» Texto citado
▶
Jornalista da 'Billboard' autora de livro sobre o fenômeno da canção em espanhol conta à UBC o que nossos 'hermanos' fizeram bem 

Por Alessandro Soler, de Madri

Shakira em momento do seu mais recente clipe, da canção "Don't Wait Up". Divulgação

A conhecida jornalista colombiana Leila Cobo não é só vice-presidente de música latina da prestigiosa revista “Billboard”, dos Estados Unidos; com seis livros publicados e décadas acompanhando o desenvolvimento de artistas, novas cenas e novos gêneros na América Latina, é uma das maiores autoridades no assunto. Em seu mais recente livro, “La fórmula 'Despacito': Los hits de la música latina contados por sus artistas”, ela faz um verdadeiro inventário de 50 anos de sucessos e explica como uma enorme quantidade de canções dançantes, decisões inteligentes de marketing e boas doses de sorte criaram um efeito difusor que não para de crescer. 

Se, hoje, nomes como Shakira, Ricky Martin, Luis Fonsi, J Balvin ou Anitta são conhecidos mundialmente, os pioneiros da música latina nos Estados Unidos e na Europa precisaram provar uma e outra vez seu valor. Com muito trabalho por parte de compositores, intérpretes, produtores, músicos, empresários, profissionais do marketing e da distribuição, a barreira do idioma espanhol (e, depois, do português) foi superada; e gerações de talentosos artistas conquistaram o respeito da crítica e do público. O próximo grande desafio será emplacar canções de gêneros que não tenham a ver com festa e dança, um lugar em que certamente a música latina contemporânea continua engavetada. 

Nesta entrevista por e-mail com a UBC, Leila analisa a explosão da música latina, o panorama atual e as lições que os brasileiros podem usar para ampliar seus voos internacionais. 
 

Para além do bom jogo de palavras do título (“Despacito”, a música do porto-riquenho Fonsi, significa devagarzinho), você acha que foi de fato lento o processo de difusão da nova canção latina no mundo?

LEILA COBO: (Risos) Que boa maneira de apresentar a pergunta. Acho que tudo foi mesmo muito lento, mas subitamente se deu uma grande aceleração. Na verdade, como explico no livro, essa aceleração se deveu a um longo processo de gestação. Estamos há décadas tentando ganhar nosso espaço no mundo da música. Por muitos anos, sinto que fomos cidadãos de segunda categoria, não escutados porque nossa música era feita em outra língua, apesar de que já era consumida em grande escala. Agora que é possível medir esse consumo a nível global, parece que todo mundo percebeu que cantar em espanhol é um bom negócio e que a música latina – ou em espanhol – é amplamente consumida. 

Se tivéssemos que localizar no tempo um momento “big bang” da expansão musical latina, quando tudo começou, qual seria?

Houve vários “big bangs”, mas três deles tiveram enorme repercussão. O primeiro foi a época do mambo e do chachachá, nos anos 50, quando toda essa música entrou nas listas de mais ouvidas e virou a trilha sonora dançante do mundo, com artistas como (o cubano) Pérez Prado. A segunda explosão eu diria que foi a liderada por Ricky Martin em 1999 e que incluiu o “crossover” (entre inglês e espanhol) de Shakira, Marc Anthony, Enrique Iglesias e outros. O terceiro “big bang” foi nosso famoso “Despacito”, pólvora de uma nova explosão latina. Também quero acrescentar que a explosão do samba, nos anos 70, foi um “big bang”. Distinto, mas igualmente importante.
◀
» Tarefa proposta 1
Reescreva de forma mais breve o parágrafo do texto que começa com "Se, hoje, nomes como Shakira", preservando seus fatos principais.
O texto e as linhas são materiais independentes entre si.

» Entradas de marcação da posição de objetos
▶
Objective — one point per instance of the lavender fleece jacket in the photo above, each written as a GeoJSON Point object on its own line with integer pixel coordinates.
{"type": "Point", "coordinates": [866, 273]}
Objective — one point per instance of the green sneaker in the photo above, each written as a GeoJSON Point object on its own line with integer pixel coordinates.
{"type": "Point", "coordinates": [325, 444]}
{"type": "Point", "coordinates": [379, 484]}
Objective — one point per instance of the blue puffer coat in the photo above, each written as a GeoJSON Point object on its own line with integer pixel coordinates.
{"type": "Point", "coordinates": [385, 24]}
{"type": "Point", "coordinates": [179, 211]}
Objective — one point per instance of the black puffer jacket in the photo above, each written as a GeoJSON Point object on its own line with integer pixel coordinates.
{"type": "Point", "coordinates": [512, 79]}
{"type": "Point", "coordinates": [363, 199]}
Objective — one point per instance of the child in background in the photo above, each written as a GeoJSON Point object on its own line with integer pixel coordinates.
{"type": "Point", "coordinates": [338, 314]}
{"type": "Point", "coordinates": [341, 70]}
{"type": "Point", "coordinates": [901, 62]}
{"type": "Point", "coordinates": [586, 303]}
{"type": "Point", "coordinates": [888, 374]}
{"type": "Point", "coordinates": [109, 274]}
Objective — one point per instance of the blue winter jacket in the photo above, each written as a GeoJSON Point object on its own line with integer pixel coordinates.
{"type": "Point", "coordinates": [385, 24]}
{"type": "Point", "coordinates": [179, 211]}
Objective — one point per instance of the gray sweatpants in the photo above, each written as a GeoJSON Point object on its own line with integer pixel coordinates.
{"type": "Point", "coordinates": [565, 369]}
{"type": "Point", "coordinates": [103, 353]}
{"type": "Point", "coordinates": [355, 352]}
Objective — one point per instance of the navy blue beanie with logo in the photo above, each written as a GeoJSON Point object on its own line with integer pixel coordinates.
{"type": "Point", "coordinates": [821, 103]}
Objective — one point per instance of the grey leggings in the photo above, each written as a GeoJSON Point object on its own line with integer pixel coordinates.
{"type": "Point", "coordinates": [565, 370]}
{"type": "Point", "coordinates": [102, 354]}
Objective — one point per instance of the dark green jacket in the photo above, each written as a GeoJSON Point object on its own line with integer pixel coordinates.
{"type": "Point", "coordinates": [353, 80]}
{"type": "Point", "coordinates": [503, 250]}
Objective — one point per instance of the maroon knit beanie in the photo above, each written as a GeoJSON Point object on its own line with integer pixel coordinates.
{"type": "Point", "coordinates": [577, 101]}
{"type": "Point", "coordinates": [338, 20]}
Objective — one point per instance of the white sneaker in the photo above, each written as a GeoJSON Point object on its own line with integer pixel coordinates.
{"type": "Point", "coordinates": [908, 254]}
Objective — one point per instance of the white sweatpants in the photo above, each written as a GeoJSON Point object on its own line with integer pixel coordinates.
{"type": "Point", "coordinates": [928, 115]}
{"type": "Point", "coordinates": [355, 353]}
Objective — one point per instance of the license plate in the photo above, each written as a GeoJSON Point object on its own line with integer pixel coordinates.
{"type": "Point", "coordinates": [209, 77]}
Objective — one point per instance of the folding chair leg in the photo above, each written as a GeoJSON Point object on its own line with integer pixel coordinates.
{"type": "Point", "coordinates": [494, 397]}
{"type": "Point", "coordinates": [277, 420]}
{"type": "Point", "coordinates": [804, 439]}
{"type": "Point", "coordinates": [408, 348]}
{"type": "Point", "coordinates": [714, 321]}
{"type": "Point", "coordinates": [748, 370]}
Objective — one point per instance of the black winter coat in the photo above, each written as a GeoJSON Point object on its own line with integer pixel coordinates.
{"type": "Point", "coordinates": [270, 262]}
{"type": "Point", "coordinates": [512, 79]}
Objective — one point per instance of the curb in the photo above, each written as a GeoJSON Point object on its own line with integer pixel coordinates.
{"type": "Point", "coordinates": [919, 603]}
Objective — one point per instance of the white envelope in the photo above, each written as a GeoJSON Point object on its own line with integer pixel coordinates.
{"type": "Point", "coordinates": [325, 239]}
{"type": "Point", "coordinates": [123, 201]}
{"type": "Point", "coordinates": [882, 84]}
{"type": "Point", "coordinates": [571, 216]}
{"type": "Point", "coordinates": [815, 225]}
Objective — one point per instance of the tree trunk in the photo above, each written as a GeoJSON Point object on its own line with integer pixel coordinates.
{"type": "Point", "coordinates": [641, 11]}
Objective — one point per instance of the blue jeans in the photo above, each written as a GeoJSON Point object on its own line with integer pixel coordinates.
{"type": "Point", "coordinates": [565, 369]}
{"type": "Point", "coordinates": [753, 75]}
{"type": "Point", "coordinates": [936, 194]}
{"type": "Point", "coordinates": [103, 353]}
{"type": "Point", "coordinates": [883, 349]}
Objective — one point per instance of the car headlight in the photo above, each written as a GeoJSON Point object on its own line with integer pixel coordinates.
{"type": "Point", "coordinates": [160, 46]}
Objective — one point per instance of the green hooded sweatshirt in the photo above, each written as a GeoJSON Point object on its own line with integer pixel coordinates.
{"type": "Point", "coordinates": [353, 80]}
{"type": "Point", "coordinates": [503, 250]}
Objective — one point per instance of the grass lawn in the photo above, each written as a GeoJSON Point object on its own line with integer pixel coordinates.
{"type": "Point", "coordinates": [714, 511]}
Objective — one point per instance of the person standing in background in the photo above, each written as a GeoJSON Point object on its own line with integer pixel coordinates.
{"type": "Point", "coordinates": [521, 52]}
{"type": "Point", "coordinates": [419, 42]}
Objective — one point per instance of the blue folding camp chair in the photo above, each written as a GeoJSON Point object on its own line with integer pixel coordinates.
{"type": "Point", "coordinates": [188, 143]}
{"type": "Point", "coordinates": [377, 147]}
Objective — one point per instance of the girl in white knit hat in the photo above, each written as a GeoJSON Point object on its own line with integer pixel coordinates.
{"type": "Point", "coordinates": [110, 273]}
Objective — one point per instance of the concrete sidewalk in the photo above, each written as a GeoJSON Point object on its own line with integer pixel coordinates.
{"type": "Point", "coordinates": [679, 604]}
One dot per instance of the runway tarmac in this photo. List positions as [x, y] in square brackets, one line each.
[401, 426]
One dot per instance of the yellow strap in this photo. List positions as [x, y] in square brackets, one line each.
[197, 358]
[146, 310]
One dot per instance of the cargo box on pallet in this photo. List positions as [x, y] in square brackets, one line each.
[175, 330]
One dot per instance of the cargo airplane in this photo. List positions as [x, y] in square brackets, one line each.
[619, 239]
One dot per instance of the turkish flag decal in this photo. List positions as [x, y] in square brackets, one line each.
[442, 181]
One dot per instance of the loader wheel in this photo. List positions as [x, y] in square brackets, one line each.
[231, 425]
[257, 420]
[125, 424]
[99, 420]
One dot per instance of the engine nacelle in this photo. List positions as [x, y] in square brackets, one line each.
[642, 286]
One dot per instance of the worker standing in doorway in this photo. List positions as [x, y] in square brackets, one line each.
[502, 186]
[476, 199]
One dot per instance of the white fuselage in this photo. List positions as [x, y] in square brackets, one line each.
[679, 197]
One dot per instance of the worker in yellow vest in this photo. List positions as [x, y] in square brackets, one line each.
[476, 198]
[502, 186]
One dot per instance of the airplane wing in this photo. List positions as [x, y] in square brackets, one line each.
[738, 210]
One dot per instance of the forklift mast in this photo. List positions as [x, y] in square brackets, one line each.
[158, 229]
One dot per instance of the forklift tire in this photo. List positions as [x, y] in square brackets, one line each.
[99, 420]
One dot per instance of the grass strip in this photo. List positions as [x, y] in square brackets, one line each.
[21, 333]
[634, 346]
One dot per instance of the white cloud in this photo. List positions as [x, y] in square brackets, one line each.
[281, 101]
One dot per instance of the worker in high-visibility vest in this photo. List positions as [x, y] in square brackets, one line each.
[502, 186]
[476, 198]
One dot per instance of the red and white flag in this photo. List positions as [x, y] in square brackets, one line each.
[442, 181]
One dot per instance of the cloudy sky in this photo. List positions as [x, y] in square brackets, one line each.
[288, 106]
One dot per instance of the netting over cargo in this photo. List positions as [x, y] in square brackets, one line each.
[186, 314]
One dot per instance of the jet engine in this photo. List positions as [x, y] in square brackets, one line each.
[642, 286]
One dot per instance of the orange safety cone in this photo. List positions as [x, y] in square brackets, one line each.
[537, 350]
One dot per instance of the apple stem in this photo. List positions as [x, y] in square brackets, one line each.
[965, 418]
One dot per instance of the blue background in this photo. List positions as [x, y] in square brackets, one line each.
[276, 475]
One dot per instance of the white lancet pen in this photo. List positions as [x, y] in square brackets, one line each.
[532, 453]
◀
» Tarefa proposta 2
Reúna todas as linhas que contêm a palavra "jacket".

» Solução da tarefa 1
Hoje, Shakira, Ricky Martin, Luis Fonsi, J Balvin e Anitta são conhecidos no mundo todo, mas os pioneiros da música latina nos Estados Unidos e na Europa tiveram de provar seu valor repetidamente. O trabalho de compositores, intérpretes, produtores, músicos, empresários e profissionais de marketing e distribuição superou a barreira do espanhol e, depois, a do português. Assim, gerações de artistas conquistaram o respeito da crítica e do público. O próximo grande desafio é emplacar canções de gêneros alheios à festa e à dança, espaço em que a música latina contemporânea segue engavetada.

» Solução da tarefa 2
Objective — one point per instance of the lavender fleece jacket in the photo above, each written as a GeoJSON Point object on its own line with integer pixel coordinates.
Objective — one point per instance of the black puffer jacket in the photo above, each written as a GeoJSON Point object on its own line with integer pixel coordinates.
Objective — one point per instance of the blue winter jacket in the photo above, each written as a GeoJSON Point object on its own line with integer pixel coordinates.
Objective — one point per instance of the dark green jacket in the photo above, each written as a GeoJSON Point object on its own line with integer pixel coordinates.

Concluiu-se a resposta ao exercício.